Starting from the first line and stopping after the line that contains "(115, 194), (127, 215)", change "tall window" to "narrow window" and give those lines again with nothing else altered. Leave the pictures out.
□ □ □ □ □ □ □
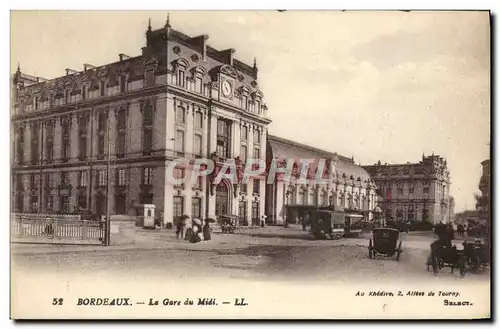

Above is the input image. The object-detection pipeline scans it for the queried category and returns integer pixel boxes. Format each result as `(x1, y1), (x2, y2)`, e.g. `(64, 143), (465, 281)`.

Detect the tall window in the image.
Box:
(252, 201), (260, 225)
(116, 169), (126, 186)
(253, 179), (260, 194)
(142, 129), (153, 155)
(238, 201), (248, 226)
(97, 134), (104, 159)
(241, 96), (248, 110)
(120, 75), (127, 93)
(176, 106), (186, 125)
(253, 147), (260, 159)
(78, 170), (89, 187)
(60, 195), (69, 214)
(175, 130), (184, 155)
(77, 191), (87, 209)
(116, 110), (127, 158)
(174, 168), (186, 179)
(173, 196), (184, 218)
(193, 176), (203, 190)
(146, 70), (155, 87)
(311, 190), (318, 205)
(45, 194), (54, 213)
(30, 195), (38, 213)
(97, 170), (107, 187)
(253, 129), (260, 144)
(194, 134), (203, 156)
(241, 126), (248, 141)
(142, 103), (153, 155)
(17, 126), (24, 164)
(78, 115), (87, 161)
(240, 145), (248, 163)
(100, 81), (106, 97)
(196, 77), (203, 93)
(115, 194), (127, 215)
(142, 167), (153, 185)
(97, 112), (107, 159)
(177, 70), (186, 88)
(191, 198), (201, 218)
(31, 122), (40, 164)
(194, 112), (203, 129)
(216, 119), (231, 158)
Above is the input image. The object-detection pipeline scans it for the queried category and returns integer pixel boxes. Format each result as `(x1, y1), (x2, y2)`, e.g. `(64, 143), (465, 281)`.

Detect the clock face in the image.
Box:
(222, 80), (233, 97)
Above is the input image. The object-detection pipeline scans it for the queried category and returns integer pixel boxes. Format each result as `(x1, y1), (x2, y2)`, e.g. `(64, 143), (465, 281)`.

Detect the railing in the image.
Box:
(11, 214), (106, 244)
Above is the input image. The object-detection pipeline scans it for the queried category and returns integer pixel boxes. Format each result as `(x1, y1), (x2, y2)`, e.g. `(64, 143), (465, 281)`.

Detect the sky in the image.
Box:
(10, 11), (490, 211)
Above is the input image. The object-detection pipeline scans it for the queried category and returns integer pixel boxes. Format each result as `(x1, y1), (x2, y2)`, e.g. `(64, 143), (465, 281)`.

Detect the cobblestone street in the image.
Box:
(13, 227), (489, 282)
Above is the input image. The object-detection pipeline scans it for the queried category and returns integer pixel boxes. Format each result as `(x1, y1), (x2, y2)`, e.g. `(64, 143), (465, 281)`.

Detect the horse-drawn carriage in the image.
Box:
(426, 241), (467, 277)
(368, 227), (403, 261)
(219, 215), (238, 233)
(464, 240), (490, 272)
(310, 210), (346, 240)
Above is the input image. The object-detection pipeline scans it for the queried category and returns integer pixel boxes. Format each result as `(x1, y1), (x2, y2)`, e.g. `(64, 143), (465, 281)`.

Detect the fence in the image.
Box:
(11, 214), (106, 244)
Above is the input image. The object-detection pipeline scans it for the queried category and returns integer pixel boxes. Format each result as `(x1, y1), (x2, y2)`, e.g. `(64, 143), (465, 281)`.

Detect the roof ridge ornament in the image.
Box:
(165, 13), (172, 29)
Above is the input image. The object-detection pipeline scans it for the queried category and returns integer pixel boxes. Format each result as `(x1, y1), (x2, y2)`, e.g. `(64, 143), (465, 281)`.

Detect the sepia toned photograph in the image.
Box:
(9, 9), (492, 320)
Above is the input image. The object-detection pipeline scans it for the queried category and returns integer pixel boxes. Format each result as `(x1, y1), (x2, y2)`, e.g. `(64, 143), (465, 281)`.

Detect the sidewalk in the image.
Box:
□ □ □ □ □ □ □
### FULL SOLUTION
Above is the input image. The object-detection pipeline scans it for the queried category and returns integer pixel boxes. Format each result as `(x1, y1), (x2, y2)`, e.g. `(64, 143), (465, 281)`.

Detect the narrow window in the image.
Box:
(252, 201), (260, 225)
(116, 169), (126, 186)
(253, 179), (260, 194)
(142, 129), (153, 155)
(238, 201), (248, 226)
(97, 134), (104, 159)
(241, 96), (248, 110)
(120, 75), (127, 93)
(176, 106), (186, 125)
(253, 147), (260, 159)
(78, 170), (89, 187)
(60, 195), (69, 214)
(175, 130), (184, 155)
(77, 191), (87, 209)
(116, 110), (127, 158)
(174, 168), (186, 179)
(173, 196), (184, 218)
(193, 176), (203, 190)
(146, 70), (155, 87)
(311, 190), (318, 205)
(45, 194), (54, 213)
(30, 195), (38, 213)
(97, 170), (107, 187)
(253, 129), (260, 144)
(194, 134), (203, 156)
(241, 126), (248, 141)
(142, 103), (153, 155)
(17, 126), (24, 164)
(78, 115), (87, 161)
(240, 145), (248, 163)
(100, 81), (106, 97)
(196, 77), (203, 93)
(115, 194), (127, 215)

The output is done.